> **PROBLÈME POSÉ**:
Recopiez intégralement et sans aucune modification le texte ci-dessous sur la réélection de Hassan Rohani.

> **EXTRAIT DU DOCUMENT**:
= = = = =

GÉOPOLITIQUE
Cette photographie officielle, prise en septembre 2016, montre des commandants des Gardiens de la révolution écouter le Guide suprême Ali Khamenei.
Le président iranien, Hassan Rohani, réélu le 19 mai 2017, commence son deuxième mandat dans une ambiance tendue. Aux affaires de corruption exploitées par ses opposants s’ajoutent les enjeux conflictuels de la politique régionale de la République islamique : déclarations antiiraniennes de Donald Trump, « bataille du désert » en Syrie, crise du Qatar, premiers attentats de l’organisation de l’état islamique (EI ou Daech) dans le pays, à Téhéran, le 7 juin 2017…
Régulièrement tenues tous les quatre ans depuis 1980, les élections présidentielles sont un temps fort de la vie politique iranienne. Elles sont certes partiellement orientées par la sélection des candidats (six sur 1 636 le 21 avril 2017) par le Conseil des Gardiens de la Constitution, mais chacun des principaux courants politiques (réformateurs, conservateurs modérés, ultraconservateurs) a toujours été représenté par une ou plusieurs personnalités. Le 19 mai 2017, confirmant une règle de fait qui veut que tous les présidents accomplissent deux mandats, Hassan Rohani a été réélu dès le premier tour avec 57,1 % des suffrages, contre 38,3 % pour son rival conservateur, Ebrahim Raissi.

= = = = =

> **DONNÉES ENREGISTRÉES**:
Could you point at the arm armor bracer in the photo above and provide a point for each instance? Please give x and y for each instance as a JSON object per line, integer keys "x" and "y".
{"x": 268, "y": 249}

= = = = =

> **EXERCICE CORRIGÉ**:
GÉOPOLITIQUE
Cette photographie officielle, prise en septembre 2016, montre des commandants des Gardiens de la révolution écouter le Guide suprême Ali Khamenei.
Le président iranien, Hassan Rohani, réélu le 19 mai 2017, commence son deuxième mandat dans une ambiance tendue. Aux affaires de corruption exploitées par ses opposants s’ajoutent les enjeux conflictuels de la politique régionale de la République islamique : déclarations antiiraniennes de Donald Trump, « bataille du désert » en Syrie, crise du Qatar, premiers attentats de l’organisation de l’état islamique (EI ou Daech) dans le pays, à Téhéran, le 7 juin 2017…
Régulièrement tenues tous les quatre ans depuis 1980, les élections présidentielles sont un temps fort de la vie politique iranienne. Elles sont certes partiellement orientées par la sélection des candidats (six sur 1 636 le 21 avril 2017) par le Conseil des Gardiens de la Constitution, mais chacun des principaux courants politiques (réformateurs, conservateurs modérés, ultraconservateurs) a toujours été représenté par une ou plusieurs personnalités. Le 19 mai 2017, confirmant une règle de fait qui veut que tous les présidents accomplissent deux mandats, Hassan Rohani a été réélu dès le premier tour avec 57,1 % des suffrages, contre 38,3 % pour son rival conservateur, Ebrahim Raissi.